* _WHAT NEEDS TO BE DONE_: Please revise the listing below so that every "Target:" becomes "Label:", keeping every other character the same.

* _DATA EXTRACT_:
※ ※ ※

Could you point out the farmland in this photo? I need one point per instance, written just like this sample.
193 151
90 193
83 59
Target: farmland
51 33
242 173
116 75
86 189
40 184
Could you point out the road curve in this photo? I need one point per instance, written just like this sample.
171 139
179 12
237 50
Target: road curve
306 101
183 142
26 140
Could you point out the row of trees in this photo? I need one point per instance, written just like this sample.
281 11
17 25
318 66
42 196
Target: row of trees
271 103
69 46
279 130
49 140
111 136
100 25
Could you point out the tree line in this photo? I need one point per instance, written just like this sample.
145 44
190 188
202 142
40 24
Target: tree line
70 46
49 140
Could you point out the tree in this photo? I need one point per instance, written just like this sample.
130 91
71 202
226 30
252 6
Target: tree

※ ※ ※

* _OUTPUT BELOW_:
Could you point out the farmland in this photo? I need one point per instance, written just like this sample.
193 151
90 193
83 59
Label: farmland
51 33
242 173
116 75
86 189
40 184
Could you point out the road curve in this photo? I need one point per instance, written just like this sample.
171 139
179 12
237 50
Label: road curve
306 101
183 142
26 140
Could you point out the row of trees in this photo? I need one point per instance, written just like this sample.
281 11
17 25
318 66
42 196
Label: row of trees
271 103
69 46
279 130
49 140
111 136
100 25
Could you point out the tree line in this photo? I need one point per instance, written just like this sample.
145 44
190 188
202 142
40 24
Label: tree line
70 46
49 140
Could you point out the tree in this photo? I need one point per instance, written just like this sample.
130 91
71 202
226 30
252 6
Label: tree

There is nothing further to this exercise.